--- Start of DOCUMENT EXTRACT ---

3D-printed vermiculite and alumina samples. IMAGE © Thermal energy storage behaviour of 3D ceramic:molten salt structures under real concentrated solar radiation.
Researchers collaborating between ICV-CSIC in Spain and at the Odeillo solar furnace in France have devised a novel way to maximize thermal energy storage in Concentrated Solar Power (CSP) plants.
They wanted to encapsulate the maximum amount of the molten salts used in CSP storage within a custom 3D-printed ceramic lattice. Their idea is to try out different less corrosive materials like ceramics and to increase their porosity by 3D-printing them to spec. The team has now tested a prototype on-sun to show that it worked.
The team tested two ceramics, vermiculite and alumina, infiltrated with two phas-changing materials (PCM), sodium nitrate (NaNO3) and solar salt, a mixture of sodium nitrate and potassium nitrate (KNO3), typically used in today’s Tower CSP. The ceramic parts infiltrated with molten salts exhibited good thermal energy storage performance while ensuring corrosion resistance.
These hot molten salts liquids reach temperatures of up to 565°C. They are typically stored in large metal tanks, supplying stored solar energy that powers the solar thermal power plant, enabling solar generation even after dark. But the molten salts are very corrosive to metals.
Why not insert a ceramic, and control its porosity by 3D-printing it?
The idea was to see if 3D-printing these ceramic materials – making them super-porous – could better work to contain the hot liquid in the thermal energy storage containers. They would need to see how well the extra porosity of these 3D-printed ceramics, which allow large amounts of PCM, enhances their ability to store and release heat under real solar conditions.
SolarPACES spoke with Irene Díaz-Herrezuelo, now a postdoctoral researcher at IMDEA, about their recently published findings, Thermal energy storage behaviour of 3D ceramic:molten salt structures under real concentrated solar radiation.
“This is the first time 3D printed ceramic structures infiltrated with the PCM have been tested under real concentrated solar radiation,” she noted.
“In the past, they validated foams and other composites, but not with 3D-printed materials combined with the molten salts in use today. So we are the first. The main goal is to avoid using metal containers for molten salts in thermal energy storage systems. Nitrate salts are very corrosive to metals. Using porous ceramics solves that problem, and they are also thermally and chemically stable. The high porosity of these ceramic structures allows them to hold a large volume of liquid salts and retain their heat during thermal cycling. The idea is that the salt inside the porous ceramic structure absorbs heat, and releases it when required, like when clouds pass, helping to provide a stable energy supply.”

--- End of DOCUMENT EXTRACT ---
--- Start of INFORMATION SHOWN ---

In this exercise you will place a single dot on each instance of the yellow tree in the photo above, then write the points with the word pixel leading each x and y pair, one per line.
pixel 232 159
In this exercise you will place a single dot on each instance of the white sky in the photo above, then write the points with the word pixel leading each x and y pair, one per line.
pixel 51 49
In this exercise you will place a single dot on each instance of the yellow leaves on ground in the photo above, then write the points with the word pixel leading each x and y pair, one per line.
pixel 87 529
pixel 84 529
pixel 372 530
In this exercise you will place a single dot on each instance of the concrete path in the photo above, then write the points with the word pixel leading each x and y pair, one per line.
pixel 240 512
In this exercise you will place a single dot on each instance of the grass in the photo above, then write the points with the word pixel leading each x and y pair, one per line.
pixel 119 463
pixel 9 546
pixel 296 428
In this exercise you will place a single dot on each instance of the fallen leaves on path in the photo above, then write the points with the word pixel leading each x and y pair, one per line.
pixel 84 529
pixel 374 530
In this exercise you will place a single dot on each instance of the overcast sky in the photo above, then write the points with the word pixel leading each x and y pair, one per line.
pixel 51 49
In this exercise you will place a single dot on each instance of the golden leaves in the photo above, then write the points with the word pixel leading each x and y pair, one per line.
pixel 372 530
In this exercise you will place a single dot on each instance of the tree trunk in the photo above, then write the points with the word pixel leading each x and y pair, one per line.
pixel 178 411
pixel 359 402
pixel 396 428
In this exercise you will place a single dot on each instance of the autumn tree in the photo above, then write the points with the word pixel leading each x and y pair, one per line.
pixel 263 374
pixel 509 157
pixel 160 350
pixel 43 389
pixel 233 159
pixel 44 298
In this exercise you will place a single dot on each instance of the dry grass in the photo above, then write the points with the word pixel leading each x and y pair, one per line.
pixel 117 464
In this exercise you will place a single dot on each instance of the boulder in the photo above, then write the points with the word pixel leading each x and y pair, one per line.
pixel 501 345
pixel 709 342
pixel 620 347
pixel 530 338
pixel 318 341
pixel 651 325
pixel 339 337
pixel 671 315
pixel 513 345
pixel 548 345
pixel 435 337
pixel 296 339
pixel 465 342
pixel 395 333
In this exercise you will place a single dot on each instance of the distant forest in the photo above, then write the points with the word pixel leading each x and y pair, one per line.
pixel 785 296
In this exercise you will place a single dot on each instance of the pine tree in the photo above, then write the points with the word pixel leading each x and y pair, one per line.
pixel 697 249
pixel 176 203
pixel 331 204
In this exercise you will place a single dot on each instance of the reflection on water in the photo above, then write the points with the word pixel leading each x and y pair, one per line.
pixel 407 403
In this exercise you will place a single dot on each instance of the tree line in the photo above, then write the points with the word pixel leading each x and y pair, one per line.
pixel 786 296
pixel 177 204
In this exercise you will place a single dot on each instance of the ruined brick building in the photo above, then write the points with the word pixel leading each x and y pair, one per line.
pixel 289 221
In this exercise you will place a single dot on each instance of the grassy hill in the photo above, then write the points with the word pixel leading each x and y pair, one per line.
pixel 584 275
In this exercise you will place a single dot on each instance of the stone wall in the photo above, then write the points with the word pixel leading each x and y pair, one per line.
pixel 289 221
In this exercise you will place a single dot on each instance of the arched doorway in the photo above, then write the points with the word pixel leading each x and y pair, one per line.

--- End of INFORMATION SHOWN ---

### TASKS FOR THIS EXERCISE
#1 Render the sentence "Nitrate salts are very corrosive to metals." from the solar storage article into Spanish.
#2 Rewrite the part of the solar storage article starting at "The idea was" and ending at "real solar conditions.", putting "highly porous" in place of "super-porous".

### RESPONSES
#1 Las sales de nitrato son muy corrosivas para los metales.

#2
The idea was to see if 3D-printing these ceramic materials – making them highly porous – could better work to contain the hot liquid in the thermal energy storage containers. They would need to see how well the extra porosity of these 3D-printed ceramics, which allow large amounts of PCM, enhances their ability to store and release heat under real solar conditions.